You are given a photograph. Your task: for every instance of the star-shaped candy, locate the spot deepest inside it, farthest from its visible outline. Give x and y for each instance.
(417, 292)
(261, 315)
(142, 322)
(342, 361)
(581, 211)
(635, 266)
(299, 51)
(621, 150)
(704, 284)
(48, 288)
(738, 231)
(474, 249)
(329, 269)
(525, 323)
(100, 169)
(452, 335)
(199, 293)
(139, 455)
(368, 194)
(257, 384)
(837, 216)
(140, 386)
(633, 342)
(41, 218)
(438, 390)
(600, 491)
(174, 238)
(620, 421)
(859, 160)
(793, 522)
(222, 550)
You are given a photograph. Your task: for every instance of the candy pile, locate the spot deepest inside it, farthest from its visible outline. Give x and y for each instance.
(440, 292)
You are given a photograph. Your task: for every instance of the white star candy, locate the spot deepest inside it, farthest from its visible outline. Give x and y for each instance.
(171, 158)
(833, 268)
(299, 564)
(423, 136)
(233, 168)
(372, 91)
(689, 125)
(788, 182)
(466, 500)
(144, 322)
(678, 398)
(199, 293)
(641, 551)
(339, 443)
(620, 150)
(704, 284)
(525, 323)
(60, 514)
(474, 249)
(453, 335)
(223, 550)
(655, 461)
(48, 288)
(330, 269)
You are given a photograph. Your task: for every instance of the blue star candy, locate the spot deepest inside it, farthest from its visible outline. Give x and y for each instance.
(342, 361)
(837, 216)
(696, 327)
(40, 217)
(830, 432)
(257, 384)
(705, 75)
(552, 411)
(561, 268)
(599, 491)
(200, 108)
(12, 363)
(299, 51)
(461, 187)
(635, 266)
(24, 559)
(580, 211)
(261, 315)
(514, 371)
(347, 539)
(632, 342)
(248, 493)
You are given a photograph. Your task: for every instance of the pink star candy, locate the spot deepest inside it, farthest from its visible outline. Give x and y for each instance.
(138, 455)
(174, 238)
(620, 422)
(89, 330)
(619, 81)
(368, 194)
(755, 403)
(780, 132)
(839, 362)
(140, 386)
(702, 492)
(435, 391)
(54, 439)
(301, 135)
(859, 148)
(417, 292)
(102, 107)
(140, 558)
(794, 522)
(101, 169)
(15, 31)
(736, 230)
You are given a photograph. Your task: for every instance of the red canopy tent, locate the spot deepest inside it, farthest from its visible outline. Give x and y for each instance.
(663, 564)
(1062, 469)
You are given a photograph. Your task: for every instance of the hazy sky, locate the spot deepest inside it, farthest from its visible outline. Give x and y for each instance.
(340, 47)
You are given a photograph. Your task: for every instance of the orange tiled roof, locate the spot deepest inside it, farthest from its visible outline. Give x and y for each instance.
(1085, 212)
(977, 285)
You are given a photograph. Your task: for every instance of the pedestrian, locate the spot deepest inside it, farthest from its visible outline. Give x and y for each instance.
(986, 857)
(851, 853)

********************

> _Goal of the exercise_:
Update the lines from the one containing "the pedestrian, locate" through the end of the records, inclusive, by changing "pedestrian" to "person walking" and leaving everything else the same.

> _Solution below_:
You are given a photograph. Your task: for every instance of the person walking, locate the spot deepest inside it, farthest from its visible outline. Give x and y for each instance.
(986, 857)
(851, 853)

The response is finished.